* Set task *
Gather every line in the items below that contains the word "small".

* Data shown *
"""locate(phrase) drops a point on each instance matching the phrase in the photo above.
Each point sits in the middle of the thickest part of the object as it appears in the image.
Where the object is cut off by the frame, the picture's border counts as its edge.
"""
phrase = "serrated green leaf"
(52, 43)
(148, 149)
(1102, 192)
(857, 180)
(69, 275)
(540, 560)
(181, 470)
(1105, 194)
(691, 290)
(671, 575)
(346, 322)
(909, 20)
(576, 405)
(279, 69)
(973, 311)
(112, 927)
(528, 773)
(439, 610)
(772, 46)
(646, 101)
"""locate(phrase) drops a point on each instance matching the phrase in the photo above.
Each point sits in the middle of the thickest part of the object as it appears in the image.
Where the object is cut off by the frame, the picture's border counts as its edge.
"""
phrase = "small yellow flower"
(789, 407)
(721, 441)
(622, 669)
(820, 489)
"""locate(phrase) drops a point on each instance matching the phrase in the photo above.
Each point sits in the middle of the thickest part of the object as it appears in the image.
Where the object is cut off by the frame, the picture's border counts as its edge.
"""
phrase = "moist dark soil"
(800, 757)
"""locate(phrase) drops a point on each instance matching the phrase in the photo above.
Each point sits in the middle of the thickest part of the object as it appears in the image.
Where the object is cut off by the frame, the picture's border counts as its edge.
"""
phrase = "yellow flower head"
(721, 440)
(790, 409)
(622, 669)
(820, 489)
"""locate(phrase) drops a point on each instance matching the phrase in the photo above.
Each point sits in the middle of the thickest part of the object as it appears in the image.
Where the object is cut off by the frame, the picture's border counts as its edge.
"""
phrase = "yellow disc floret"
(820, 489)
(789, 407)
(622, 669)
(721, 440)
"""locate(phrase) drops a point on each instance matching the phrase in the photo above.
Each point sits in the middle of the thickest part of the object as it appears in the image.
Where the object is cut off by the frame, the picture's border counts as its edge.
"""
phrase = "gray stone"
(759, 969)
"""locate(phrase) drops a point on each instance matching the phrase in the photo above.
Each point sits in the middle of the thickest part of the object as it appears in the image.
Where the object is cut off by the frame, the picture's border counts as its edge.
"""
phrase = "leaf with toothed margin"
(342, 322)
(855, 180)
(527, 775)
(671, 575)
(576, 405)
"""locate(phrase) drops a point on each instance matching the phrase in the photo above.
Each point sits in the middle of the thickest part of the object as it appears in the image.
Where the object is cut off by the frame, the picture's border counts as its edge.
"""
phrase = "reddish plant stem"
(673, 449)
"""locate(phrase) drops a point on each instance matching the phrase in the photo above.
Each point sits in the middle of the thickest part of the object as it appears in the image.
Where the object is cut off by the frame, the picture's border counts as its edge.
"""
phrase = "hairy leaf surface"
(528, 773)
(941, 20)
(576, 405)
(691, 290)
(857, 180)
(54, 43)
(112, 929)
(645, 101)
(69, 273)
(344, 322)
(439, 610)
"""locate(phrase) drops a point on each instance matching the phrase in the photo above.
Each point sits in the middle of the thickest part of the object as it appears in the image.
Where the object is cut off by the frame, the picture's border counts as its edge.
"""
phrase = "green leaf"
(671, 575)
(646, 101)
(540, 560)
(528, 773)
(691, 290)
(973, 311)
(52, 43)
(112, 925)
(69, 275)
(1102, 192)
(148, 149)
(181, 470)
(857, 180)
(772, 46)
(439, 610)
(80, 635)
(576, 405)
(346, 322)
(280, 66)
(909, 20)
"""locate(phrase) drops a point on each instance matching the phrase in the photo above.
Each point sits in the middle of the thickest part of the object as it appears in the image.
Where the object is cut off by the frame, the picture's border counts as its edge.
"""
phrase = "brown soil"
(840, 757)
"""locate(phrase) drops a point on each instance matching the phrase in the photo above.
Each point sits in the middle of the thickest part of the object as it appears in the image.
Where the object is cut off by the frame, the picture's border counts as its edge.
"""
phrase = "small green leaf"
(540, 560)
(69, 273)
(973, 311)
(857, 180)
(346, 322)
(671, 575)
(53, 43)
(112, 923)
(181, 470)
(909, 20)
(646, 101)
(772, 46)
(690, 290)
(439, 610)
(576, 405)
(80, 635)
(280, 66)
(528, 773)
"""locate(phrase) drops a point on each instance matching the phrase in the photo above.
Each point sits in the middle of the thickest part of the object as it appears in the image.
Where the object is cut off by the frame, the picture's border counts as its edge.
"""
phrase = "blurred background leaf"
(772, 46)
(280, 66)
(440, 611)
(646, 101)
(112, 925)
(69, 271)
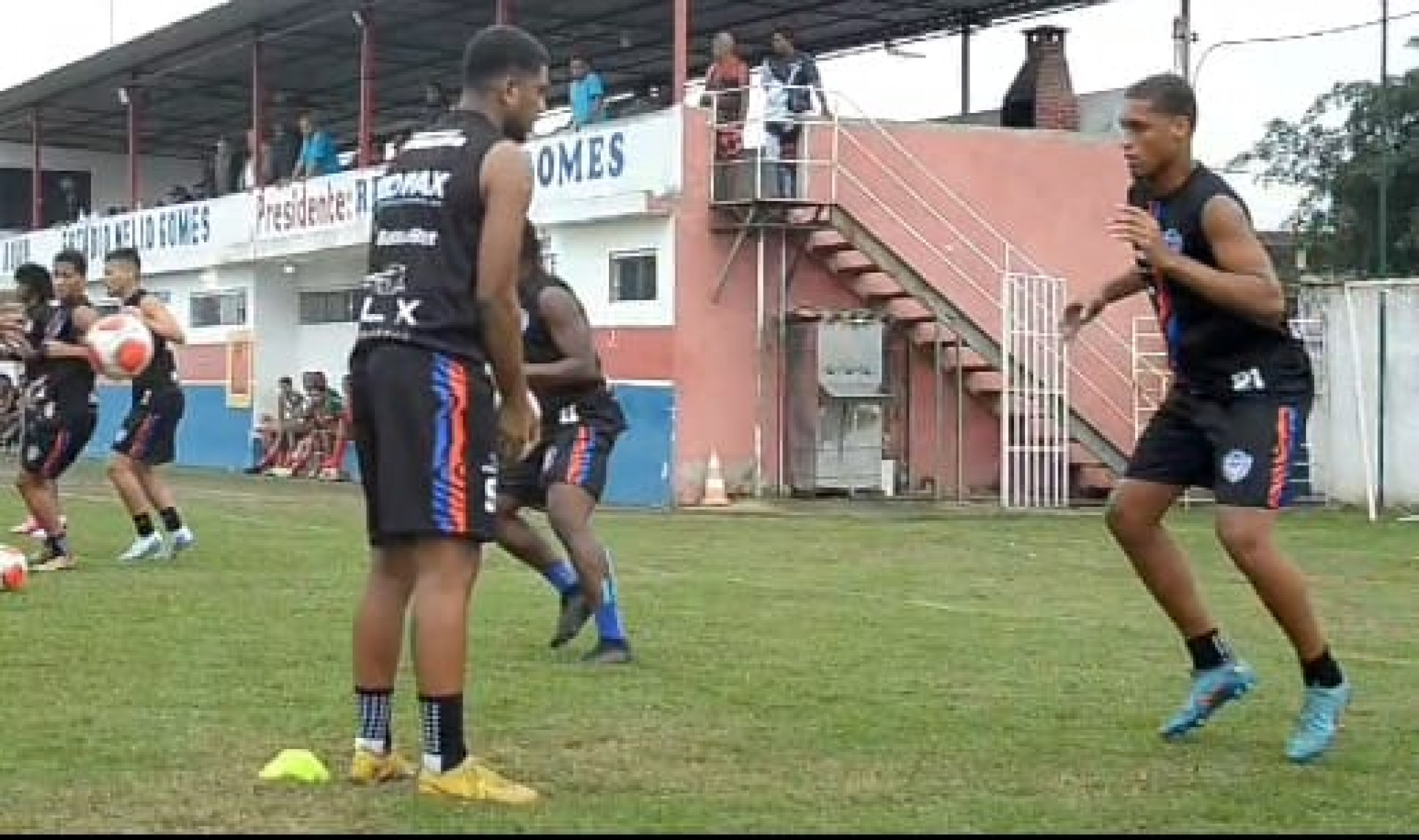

* Result of this exercise *
phrase = "small yellow flower"
phrase = "small green leaf"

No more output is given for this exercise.